Passage shown Block Start

BLEU Score (Bigram) Calculator | Score a translation against a reference
Paste a reference and a candidate to get a BLEU-2 score built from 1-gram and 2-gram precision, plus a brevity penalty that punishes translations shorter than the reference. Add-1 smoothing keeps short sentences off zero.
💡 About this tool
When you are ranking a handful of machine-translation or LLM outputs and just want to know which draft is closest to a reference, spinning up a full BLEU-4 pipeline is overkill. For a quick eyeball comparison, bigram precision usually tells you what you need.
This calculator is the lightweight, single-reference, bigram-capped version. As you type it returns p1 (the clipped fraction of matching words), p2 (the fraction of matching adjacent word pairs), the brevity penalty derived from the length ratio, and the combined BLEU-2, all with their numerator/denominator shown. The tokenizer lowercases input, splits Latin script on word boundaries, and treats CJK characters as single tokens, so mixed-language text does not break it.
Because a zero in p1 or p2 collapses the whole geometric mean to zero, short-sentence scoring uses add-1 (Laplace) smoothing — adding 1 to both the numerator and denominator of any zero precision — to dodge that cliff. That keeps a single-sentence comparison from snapping straight to 0.

Passage shown Block End

Problem details
Can you retype the entire BLEU-2 calculator page word for word, from its title line through the last sentence? None of the material that comes next is needed for this.

Extracted information Block Start

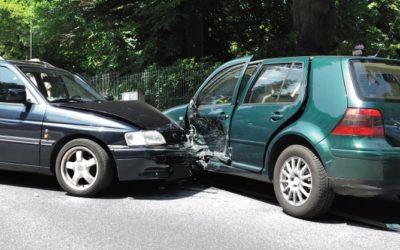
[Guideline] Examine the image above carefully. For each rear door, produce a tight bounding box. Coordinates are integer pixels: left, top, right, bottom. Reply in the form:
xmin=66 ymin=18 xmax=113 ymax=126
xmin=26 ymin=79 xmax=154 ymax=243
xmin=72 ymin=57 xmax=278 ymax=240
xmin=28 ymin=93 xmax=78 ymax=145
xmin=188 ymin=57 xmax=251 ymax=158
xmin=0 ymin=66 xmax=45 ymax=166
xmin=230 ymin=57 xmax=309 ymax=172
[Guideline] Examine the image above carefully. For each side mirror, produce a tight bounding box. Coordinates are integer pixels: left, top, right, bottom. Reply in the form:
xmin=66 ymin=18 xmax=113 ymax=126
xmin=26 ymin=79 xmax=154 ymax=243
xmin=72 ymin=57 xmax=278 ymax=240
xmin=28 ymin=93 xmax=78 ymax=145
xmin=7 ymin=89 xmax=27 ymax=103
xmin=189 ymin=99 xmax=197 ymax=110
xmin=104 ymin=95 xmax=114 ymax=101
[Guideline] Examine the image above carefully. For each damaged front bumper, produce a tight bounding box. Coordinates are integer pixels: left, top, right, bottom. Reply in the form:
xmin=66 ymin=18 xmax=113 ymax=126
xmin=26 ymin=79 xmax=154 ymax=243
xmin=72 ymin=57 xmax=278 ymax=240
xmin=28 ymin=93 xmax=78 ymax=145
xmin=109 ymin=146 xmax=193 ymax=181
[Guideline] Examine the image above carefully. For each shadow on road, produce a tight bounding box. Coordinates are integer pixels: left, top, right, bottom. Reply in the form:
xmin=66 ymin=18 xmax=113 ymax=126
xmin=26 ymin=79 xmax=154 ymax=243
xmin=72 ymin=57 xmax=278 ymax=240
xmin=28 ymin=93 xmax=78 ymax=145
xmin=200 ymin=173 xmax=400 ymax=232
xmin=0 ymin=171 xmax=400 ymax=232
xmin=0 ymin=171 xmax=209 ymax=200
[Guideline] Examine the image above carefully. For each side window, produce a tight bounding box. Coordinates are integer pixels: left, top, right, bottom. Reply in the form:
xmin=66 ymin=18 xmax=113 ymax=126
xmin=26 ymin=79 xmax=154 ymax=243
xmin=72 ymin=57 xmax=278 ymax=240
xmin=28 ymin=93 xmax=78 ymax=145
xmin=0 ymin=67 xmax=25 ymax=102
xmin=238 ymin=65 xmax=257 ymax=100
xmin=199 ymin=64 xmax=243 ymax=105
xmin=245 ymin=63 xmax=303 ymax=103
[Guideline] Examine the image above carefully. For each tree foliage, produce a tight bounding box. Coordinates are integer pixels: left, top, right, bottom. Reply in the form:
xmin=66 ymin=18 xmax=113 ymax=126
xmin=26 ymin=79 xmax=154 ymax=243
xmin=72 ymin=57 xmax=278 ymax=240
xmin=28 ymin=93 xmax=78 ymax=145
xmin=0 ymin=0 xmax=400 ymax=74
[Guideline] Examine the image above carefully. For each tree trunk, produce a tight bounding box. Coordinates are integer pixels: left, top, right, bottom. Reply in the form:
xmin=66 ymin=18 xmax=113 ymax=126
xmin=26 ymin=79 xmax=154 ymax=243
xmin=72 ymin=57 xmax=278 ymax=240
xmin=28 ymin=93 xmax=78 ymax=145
xmin=184 ymin=0 xmax=204 ymax=58
xmin=292 ymin=0 xmax=336 ymax=54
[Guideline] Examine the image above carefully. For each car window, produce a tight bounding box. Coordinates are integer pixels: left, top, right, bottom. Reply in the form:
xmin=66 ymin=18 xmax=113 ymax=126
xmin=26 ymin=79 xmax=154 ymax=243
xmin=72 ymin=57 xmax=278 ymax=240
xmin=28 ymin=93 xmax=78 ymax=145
xmin=0 ymin=67 xmax=25 ymax=102
xmin=238 ymin=65 xmax=257 ymax=99
xmin=245 ymin=63 xmax=303 ymax=103
xmin=21 ymin=67 xmax=101 ymax=102
xmin=199 ymin=64 xmax=243 ymax=105
xmin=351 ymin=60 xmax=400 ymax=101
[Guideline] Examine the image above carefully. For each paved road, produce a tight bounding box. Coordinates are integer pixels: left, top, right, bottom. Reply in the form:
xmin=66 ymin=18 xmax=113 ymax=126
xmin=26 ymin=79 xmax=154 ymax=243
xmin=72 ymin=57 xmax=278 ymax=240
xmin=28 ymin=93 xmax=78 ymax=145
xmin=0 ymin=171 xmax=400 ymax=249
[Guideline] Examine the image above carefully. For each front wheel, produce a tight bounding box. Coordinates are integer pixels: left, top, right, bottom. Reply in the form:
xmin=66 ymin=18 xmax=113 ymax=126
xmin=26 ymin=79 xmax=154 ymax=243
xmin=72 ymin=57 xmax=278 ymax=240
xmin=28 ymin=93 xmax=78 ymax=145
xmin=273 ymin=145 xmax=334 ymax=219
xmin=56 ymin=139 xmax=114 ymax=197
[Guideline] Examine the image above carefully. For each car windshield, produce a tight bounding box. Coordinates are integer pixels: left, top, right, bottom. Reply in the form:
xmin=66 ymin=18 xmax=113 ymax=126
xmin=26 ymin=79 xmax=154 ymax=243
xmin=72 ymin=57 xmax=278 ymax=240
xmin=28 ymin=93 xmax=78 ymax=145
xmin=350 ymin=60 xmax=400 ymax=102
xmin=21 ymin=67 xmax=104 ymax=103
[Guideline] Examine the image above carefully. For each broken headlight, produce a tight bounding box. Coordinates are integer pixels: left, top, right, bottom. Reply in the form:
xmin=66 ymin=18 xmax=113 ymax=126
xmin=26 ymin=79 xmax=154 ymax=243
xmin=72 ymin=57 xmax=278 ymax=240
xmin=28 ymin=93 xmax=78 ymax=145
xmin=125 ymin=130 xmax=166 ymax=146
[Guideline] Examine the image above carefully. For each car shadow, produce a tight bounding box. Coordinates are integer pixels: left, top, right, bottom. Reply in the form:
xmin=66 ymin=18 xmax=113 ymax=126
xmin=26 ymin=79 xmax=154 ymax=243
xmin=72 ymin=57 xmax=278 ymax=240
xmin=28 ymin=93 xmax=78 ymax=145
xmin=199 ymin=173 xmax=400 ymax=232
xmin=0 ymin=170 xmax=209 ymax=200
xmin=98 ymin=178 xmax=210 ymax=200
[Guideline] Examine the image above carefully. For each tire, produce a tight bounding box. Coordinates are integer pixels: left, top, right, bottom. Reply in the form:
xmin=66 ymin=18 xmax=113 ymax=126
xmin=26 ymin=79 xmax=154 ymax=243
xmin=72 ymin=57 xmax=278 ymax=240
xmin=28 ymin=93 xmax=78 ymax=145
xmin=55 ymin=139 xmax=114 ymax=197
xmin=273 ymin=145 xmax=335 ymax=219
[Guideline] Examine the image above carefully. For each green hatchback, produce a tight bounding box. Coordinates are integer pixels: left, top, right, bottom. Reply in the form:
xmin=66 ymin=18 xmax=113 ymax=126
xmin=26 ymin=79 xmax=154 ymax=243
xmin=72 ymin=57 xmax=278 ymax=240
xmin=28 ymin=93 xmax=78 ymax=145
xmin=165 ymin=56 xmax=400 ymax=218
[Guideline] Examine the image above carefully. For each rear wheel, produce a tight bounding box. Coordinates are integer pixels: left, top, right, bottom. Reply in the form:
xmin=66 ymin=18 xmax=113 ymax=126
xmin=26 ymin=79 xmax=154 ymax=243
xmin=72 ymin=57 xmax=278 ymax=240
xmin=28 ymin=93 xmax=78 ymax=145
xmin=274 ymin=145 xmax=334 ymax=219
xmin=56 ymin=139 xmax=114 ymax=197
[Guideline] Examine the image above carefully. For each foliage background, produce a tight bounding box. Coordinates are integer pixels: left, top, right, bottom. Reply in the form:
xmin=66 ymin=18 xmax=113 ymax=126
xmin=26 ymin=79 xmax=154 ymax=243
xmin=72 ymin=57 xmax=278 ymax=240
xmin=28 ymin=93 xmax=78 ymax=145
xmin=0 ymin=0 xmax=400 ymax=108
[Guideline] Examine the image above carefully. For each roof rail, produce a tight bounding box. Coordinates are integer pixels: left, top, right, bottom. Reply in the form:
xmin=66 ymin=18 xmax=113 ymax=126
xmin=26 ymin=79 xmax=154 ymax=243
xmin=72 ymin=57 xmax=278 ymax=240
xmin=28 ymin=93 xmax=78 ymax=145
xmin=28 ymin=58 xmax=55 ymax=68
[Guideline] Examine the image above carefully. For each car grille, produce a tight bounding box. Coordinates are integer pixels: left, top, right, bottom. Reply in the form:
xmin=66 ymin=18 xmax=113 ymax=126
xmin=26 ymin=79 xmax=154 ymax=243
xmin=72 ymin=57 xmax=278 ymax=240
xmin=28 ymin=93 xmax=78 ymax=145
xmin=162 ymin=130 xmax=187 ymax=144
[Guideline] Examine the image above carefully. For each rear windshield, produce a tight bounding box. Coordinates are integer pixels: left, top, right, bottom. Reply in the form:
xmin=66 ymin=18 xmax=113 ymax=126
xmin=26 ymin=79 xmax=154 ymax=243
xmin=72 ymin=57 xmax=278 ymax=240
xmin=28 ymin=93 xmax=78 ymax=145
xmin=350 ymin=60 xmax=400 ymax=102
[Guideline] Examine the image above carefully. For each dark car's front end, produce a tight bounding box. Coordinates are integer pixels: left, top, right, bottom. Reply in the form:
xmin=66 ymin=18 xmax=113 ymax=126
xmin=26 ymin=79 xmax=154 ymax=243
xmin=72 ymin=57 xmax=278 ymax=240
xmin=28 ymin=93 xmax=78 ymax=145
xmin=13 ymin=61 xmax=191 ymax=181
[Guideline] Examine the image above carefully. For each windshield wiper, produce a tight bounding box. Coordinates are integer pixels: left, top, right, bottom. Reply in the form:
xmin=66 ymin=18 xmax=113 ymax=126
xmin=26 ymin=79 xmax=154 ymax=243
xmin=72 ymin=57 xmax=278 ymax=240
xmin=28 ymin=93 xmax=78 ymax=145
xmin=50 ymin=98 xmax=88 ymax=103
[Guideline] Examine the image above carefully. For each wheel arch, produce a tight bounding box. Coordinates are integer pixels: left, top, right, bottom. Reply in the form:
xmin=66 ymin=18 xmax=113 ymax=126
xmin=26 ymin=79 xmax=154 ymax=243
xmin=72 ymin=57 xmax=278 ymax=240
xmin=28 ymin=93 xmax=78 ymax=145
xmin=264 ymin=133 xmax=325 ymax=181
xmin=50 ymin=134 xmax=115 ymax=173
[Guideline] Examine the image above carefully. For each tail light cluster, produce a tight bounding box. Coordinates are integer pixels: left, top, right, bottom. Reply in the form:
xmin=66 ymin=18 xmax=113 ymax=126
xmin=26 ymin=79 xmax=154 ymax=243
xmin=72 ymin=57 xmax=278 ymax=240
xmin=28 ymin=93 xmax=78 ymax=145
xmin=332 ymin=108 xmax=384 ymax=137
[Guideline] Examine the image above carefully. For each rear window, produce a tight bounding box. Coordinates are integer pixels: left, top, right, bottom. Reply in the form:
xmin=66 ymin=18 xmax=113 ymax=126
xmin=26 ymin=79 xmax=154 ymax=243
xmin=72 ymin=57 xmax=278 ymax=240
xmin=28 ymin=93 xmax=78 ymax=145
xmin=350 ymin=60 xmax=400 ymax=102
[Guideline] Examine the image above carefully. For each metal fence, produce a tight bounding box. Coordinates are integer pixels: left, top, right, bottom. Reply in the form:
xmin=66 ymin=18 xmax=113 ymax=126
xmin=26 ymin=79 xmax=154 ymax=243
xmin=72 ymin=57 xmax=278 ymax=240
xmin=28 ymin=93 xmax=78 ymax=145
xmin=88 ymin=69 xmax=213 ymax=110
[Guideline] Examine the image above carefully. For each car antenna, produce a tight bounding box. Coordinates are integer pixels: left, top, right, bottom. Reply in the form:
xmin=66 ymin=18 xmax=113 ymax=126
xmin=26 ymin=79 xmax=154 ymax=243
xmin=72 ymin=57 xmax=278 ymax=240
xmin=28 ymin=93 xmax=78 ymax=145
xmin=372 ymin=16 xmax=399 ymax=57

Extracted information Block End

Answer space
BLEU Score (Bigram) Calculator | Score a translation against a reference
Paste a reference and a candidate to get a BLEU-2 score built from 1-gram and 2-gram precision, plus a brevity penalty that punishes translations shorter than the reference. Add-1 smoothing keeps short sentences off zero.
💡 About this tool
When you are ranking a handful of machine-translation or LLM outputs and just want to know which draft is closest to a reference, spinning up a full BLEU-4 pipeline is overkill. For a quick eyeball comparison, bigram precision usually tells you what you need.
This calculator is the lightweight, single-reference, bigram-capped version. As you type it returns p1 (the clipped fraction of matching words), p2 (the fraction of matching adjacent word pairs), the brevity penalty derived from the length ratio, and the combined BLEU-2, all with their numerator/denominator shown. The tokenizer lowercases input, splits Latin script on word boundaries, and treats CJK characters as single tokens, so mixed-language text does not break it.
Because a zero in p1 or p2 collapses the whole geometric mean to zero, short-sentence scoring uses add-1 (Laplace) smoothing — adding 1 to both the numerator and denominator of any zero precision — to dodge that cliff. That keeps a single-sentence comparison from snapping straight to 0.